__Stored data__:
________

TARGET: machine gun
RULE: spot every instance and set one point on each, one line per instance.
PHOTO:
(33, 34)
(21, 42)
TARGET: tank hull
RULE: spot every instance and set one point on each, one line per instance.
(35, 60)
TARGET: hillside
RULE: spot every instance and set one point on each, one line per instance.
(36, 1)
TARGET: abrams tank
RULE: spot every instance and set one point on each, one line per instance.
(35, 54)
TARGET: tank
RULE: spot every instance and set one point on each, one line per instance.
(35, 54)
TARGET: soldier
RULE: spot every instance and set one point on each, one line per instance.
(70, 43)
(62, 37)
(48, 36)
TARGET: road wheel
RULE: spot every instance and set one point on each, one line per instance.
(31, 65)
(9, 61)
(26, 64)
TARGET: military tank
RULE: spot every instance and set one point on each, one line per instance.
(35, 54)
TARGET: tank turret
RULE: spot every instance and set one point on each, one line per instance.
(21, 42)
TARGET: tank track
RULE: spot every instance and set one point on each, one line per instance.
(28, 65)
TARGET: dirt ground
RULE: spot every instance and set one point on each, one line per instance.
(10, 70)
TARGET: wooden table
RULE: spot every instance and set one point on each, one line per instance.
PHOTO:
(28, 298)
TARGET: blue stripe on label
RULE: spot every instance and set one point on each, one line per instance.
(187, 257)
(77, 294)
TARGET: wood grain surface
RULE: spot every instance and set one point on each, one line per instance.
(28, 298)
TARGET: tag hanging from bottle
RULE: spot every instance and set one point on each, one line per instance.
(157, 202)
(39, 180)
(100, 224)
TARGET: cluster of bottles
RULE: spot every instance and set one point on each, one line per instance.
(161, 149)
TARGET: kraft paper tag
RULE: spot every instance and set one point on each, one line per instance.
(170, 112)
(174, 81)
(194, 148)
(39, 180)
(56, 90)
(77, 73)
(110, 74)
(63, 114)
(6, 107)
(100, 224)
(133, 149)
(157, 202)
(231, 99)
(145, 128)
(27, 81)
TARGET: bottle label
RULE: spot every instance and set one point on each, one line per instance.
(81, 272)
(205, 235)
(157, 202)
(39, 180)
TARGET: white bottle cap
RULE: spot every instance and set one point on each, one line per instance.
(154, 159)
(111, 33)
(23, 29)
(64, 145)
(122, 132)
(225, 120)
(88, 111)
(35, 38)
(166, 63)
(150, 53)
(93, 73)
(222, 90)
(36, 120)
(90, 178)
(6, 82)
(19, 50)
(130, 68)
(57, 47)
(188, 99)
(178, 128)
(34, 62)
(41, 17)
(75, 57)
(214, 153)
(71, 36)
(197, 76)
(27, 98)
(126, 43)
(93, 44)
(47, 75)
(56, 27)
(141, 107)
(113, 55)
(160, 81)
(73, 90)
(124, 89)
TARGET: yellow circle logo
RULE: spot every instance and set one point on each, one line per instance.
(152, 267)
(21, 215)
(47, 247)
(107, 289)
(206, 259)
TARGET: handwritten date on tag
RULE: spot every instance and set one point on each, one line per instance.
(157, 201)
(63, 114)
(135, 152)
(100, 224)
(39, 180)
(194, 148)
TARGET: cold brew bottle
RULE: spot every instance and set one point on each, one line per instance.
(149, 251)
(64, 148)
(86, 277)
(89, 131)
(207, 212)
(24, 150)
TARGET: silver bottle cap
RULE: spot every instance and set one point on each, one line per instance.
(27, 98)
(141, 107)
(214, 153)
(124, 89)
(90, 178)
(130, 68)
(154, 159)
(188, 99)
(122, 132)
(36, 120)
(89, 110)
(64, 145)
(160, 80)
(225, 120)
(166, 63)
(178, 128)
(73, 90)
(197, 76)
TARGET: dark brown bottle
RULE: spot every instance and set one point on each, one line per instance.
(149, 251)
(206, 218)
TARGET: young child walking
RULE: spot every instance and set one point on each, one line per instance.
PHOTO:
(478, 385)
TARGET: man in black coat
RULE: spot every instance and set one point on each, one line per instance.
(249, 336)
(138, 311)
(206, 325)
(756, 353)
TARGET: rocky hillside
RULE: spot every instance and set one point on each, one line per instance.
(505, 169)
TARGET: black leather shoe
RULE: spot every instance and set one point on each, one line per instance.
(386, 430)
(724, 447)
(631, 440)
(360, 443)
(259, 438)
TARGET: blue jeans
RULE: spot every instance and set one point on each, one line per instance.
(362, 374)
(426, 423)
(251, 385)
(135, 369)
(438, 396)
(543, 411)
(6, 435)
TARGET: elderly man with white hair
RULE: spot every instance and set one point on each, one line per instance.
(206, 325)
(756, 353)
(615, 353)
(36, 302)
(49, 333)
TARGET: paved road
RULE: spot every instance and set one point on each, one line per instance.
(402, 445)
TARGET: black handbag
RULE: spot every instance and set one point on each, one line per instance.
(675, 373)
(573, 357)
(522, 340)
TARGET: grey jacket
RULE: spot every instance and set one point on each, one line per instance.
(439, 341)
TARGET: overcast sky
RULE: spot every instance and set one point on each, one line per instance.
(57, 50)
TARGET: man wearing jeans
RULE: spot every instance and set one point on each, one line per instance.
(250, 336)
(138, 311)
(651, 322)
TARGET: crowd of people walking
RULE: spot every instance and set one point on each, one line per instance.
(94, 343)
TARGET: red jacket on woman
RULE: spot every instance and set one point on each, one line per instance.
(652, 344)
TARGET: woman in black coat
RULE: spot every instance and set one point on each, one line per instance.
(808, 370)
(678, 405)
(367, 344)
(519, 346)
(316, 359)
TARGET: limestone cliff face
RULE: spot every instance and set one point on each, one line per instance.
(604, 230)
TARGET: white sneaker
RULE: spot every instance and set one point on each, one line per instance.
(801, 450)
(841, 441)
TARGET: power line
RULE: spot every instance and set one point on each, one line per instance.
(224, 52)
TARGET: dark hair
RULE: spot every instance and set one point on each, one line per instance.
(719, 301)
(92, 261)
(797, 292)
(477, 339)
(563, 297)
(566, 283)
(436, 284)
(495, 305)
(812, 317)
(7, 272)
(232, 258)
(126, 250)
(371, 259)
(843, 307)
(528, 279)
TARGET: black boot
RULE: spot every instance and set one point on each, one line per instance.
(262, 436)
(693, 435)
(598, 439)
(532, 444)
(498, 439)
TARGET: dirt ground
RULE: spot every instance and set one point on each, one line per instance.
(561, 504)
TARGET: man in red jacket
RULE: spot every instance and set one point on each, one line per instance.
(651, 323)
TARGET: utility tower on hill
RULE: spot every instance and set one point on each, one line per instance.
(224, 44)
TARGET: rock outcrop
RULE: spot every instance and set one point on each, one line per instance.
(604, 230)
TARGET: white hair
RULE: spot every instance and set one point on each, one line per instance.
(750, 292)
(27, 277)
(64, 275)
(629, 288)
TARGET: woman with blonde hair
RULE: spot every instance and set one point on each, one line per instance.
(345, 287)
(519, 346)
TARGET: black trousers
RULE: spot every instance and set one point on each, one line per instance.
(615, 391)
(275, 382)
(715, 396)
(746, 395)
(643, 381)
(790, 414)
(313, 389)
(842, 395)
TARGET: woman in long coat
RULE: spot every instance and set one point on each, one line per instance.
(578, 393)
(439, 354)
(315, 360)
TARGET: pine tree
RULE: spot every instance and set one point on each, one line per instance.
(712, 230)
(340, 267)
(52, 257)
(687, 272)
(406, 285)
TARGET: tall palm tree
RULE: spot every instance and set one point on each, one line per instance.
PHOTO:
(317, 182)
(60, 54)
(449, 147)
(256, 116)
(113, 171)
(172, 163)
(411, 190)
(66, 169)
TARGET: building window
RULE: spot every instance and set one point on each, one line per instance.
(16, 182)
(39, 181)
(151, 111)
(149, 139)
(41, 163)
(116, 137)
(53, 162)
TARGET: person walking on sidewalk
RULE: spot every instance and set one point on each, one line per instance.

________

__What the task asks__: Return only those lines of the records that contain the string "woman".

__Answer box__:
TARGET: red jacket on woman
TARGET: woman in black coat
TARGET: woman with blonde hair
TARGET: woman in long coat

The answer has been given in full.